-- Opening Marker --
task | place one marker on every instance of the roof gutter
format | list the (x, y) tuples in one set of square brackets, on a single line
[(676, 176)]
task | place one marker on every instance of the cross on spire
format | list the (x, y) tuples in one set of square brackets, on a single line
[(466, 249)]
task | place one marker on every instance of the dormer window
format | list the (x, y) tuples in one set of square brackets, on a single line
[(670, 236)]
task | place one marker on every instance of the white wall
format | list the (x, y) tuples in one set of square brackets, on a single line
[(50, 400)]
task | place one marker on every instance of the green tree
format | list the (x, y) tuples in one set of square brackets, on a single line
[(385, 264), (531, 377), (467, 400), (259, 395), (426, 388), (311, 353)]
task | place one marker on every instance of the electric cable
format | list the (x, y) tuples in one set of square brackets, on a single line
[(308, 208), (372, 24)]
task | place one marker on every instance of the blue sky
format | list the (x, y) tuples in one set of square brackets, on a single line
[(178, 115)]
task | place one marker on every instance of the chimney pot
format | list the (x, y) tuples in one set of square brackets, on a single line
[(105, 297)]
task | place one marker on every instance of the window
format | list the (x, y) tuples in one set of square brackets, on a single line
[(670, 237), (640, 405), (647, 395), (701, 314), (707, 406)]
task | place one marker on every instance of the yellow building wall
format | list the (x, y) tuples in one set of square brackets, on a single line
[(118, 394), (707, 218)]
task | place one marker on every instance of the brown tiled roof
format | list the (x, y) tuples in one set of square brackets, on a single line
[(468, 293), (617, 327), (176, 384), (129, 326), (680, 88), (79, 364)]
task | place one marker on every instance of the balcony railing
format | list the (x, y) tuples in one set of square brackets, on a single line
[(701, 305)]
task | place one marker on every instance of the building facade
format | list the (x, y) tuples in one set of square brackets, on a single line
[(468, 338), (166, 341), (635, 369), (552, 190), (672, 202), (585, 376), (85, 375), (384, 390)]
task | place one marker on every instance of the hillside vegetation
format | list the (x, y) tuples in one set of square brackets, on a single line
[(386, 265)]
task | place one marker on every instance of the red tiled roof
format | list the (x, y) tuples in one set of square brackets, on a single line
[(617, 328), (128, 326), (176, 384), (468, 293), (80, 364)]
-- Closing Marker --
# To do
What you return must be the lines above that run from the line with "task | place one marker on every instance of the white" to the line with "task | place one marker on every instance of the window", inclusive, each copied exactly.

# Exercise answer
task | place one marker on every instance of the white wall
format | list the (x, y) tuples in one set of square brackets, on a single line
[(50, 400)]
task | place one marker on every instance of the green tree
format | list the (x, y) tuples in one set of square brackets, on a single line
[(385, 264), (531, 377), (467, 400), (259, 395), (426, 388), (311, 353)]
task | place one marker on every instance of the electric cable
format | list the (x, y) tuples in one set of square brackets, on a single line
[(308, 208), (372, 24)]
task | place one marker on every instance of the blue sky
format | list the (x, y) tuples in one set of square brackets, on a single line
[(178, 115)]
task | place one marker on every instance of the chimney pot
format | list the (x, y) tuples in one set of square brackets, on a single line
[(105, 297)]
task | place one marker on every instance of the window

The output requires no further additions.